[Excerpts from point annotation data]
+ + +

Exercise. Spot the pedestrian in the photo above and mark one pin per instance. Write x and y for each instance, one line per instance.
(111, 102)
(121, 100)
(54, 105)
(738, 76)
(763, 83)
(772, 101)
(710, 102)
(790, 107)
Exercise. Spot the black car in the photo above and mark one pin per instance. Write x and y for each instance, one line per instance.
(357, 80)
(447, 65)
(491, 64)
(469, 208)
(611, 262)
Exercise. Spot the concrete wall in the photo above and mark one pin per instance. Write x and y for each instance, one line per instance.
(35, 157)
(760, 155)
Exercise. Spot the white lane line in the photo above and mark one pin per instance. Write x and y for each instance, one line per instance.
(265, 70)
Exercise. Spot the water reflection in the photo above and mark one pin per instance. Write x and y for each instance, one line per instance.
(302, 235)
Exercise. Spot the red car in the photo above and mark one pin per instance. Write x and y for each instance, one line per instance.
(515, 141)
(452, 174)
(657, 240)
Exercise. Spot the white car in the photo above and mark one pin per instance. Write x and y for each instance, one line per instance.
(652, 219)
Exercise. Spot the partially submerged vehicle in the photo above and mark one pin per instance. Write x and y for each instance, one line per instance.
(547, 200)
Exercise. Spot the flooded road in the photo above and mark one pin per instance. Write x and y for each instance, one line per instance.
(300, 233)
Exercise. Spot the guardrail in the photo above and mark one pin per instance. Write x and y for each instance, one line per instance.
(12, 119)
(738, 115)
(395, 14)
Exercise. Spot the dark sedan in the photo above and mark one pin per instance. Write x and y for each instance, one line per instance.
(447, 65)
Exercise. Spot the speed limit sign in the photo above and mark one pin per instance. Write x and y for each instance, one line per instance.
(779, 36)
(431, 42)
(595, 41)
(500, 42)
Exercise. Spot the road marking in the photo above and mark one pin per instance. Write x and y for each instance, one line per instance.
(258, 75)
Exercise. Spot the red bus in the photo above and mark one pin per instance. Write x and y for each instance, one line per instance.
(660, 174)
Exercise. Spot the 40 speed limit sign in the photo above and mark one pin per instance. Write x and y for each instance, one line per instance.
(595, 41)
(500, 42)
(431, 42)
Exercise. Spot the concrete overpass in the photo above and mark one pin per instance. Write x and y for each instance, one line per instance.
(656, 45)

+ + +

# Directions for this task
Reproduce the listing from the line containing "Exercise. Spot the red bus" through the end of the listing, keeping each request line as it stands. Multiply every x and y coordinate in the answers by 0.4, rounding to the nearest whole number with halves rounded up.

# Answer in full
Exercise. Spot the red bus in the photo above and mark one pin per instance. Write x and y for each instance, one line per instance.
(264, 70)
Exercise. Spot the 40 speed limit sign in the photo above and mark one pin per instance. Write x and y for each instance, one line per instance.
(238, 16)
(200, 17)
(172, 17)
Exercise. Spot the concrete overpass in the photo above and mark one pin per instance. Write x and y for each instance, one line per instance.
(262, 18)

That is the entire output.